── DATA TO EXAMINE ──

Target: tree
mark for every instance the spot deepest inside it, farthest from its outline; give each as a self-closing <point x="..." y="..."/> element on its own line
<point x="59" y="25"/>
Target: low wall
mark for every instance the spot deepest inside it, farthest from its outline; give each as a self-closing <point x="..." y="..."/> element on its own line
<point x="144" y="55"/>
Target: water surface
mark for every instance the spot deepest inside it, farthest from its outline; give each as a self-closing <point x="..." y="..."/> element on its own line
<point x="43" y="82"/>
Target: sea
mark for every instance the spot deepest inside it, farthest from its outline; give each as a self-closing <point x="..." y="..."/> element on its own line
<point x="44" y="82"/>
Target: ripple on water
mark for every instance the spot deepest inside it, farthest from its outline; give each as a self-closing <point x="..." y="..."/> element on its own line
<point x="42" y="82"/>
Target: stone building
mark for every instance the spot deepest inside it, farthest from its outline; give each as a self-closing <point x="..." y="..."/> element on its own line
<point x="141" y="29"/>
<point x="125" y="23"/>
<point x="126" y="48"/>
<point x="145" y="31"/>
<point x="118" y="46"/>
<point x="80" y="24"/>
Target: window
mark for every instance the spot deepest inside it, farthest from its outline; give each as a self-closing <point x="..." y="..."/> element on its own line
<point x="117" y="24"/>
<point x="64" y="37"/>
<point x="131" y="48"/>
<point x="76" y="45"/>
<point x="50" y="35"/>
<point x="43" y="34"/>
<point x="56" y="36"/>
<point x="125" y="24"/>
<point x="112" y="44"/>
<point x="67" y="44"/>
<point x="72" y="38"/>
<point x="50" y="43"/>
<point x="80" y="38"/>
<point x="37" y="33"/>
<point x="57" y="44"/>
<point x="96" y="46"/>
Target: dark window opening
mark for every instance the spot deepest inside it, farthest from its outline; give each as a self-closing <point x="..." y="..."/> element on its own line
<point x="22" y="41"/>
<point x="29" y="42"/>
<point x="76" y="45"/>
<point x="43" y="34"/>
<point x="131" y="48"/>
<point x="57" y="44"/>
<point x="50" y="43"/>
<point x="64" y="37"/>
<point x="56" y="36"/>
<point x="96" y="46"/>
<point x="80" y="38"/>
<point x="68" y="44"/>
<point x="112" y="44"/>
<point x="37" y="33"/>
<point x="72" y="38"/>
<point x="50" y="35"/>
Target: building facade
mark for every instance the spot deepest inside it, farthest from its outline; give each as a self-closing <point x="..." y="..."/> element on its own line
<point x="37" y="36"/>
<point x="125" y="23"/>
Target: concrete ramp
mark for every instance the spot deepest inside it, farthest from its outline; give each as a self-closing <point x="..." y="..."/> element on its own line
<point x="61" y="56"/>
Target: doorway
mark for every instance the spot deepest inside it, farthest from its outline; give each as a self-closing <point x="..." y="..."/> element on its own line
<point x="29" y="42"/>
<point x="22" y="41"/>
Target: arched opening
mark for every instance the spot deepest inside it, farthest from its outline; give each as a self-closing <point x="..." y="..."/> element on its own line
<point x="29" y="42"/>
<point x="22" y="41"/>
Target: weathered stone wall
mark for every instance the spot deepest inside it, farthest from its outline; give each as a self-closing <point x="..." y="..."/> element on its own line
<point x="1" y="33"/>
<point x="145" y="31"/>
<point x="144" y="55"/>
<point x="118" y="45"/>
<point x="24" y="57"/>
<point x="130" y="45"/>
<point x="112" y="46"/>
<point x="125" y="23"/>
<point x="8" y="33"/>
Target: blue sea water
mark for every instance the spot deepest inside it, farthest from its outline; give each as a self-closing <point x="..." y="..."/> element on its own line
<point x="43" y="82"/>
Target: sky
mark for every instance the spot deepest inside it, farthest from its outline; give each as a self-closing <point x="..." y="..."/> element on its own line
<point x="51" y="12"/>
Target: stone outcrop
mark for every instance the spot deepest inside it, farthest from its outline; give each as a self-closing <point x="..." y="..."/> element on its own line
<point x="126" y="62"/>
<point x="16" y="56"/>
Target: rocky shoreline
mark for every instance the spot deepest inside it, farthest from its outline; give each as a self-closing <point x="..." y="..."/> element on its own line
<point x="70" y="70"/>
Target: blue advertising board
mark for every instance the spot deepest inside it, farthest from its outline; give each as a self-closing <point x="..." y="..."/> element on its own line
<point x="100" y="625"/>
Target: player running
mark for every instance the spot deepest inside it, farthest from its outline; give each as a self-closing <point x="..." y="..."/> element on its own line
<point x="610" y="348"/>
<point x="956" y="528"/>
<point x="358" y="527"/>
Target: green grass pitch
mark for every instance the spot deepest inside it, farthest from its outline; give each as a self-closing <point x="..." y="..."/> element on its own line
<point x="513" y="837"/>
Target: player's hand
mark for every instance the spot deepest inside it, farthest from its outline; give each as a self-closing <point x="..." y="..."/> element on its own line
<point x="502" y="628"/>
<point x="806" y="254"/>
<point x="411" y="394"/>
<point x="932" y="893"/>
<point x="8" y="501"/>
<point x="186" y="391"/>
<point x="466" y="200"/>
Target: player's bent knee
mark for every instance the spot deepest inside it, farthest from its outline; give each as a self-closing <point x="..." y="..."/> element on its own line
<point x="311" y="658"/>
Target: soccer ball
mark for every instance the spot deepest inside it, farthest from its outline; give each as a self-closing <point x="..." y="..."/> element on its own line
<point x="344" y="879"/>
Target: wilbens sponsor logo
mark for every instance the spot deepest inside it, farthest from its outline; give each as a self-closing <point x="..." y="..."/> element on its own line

───

→ **TASK REQUIREMENTS**: Above are the records; copy each line from them that includes the string "blue".

→ **EXERCISE RESPONSE**:
Target: blue sea water
Target: blue advertising board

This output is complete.